Identify each line of the listing below that contains the string "white" and copy those lines in full. The match is case-sensitive.

- **Provided data**
────────────────────────────────────────

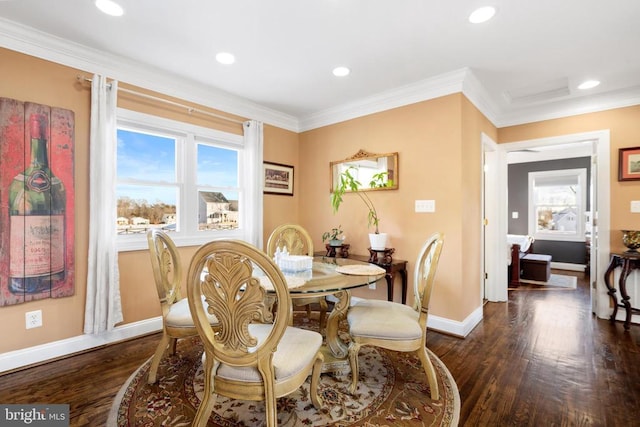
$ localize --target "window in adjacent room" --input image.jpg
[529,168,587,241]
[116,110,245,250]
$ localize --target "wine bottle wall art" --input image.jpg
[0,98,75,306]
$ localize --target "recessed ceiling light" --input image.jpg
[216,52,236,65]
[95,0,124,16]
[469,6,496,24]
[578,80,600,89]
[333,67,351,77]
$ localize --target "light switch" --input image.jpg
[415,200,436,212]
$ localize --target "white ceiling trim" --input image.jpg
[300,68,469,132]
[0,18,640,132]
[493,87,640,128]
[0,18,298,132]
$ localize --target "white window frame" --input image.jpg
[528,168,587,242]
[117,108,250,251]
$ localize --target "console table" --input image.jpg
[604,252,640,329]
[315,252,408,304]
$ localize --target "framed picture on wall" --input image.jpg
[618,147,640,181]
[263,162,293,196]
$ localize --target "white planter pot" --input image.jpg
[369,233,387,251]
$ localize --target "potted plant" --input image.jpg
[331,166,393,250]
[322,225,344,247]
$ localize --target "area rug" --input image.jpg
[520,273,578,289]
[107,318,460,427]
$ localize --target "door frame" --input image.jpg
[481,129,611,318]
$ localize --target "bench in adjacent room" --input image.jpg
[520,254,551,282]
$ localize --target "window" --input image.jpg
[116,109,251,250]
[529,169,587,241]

────────────────────────────────────────

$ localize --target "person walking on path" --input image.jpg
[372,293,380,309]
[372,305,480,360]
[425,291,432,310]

────────────────────────────────────────

- **Solution to this problem**
$ localize --target "white ceiling trim" --input image.jpg
$ localize --target "white window frame" --input image.jpg
$ localize --target "white planter pot" --input image.jpg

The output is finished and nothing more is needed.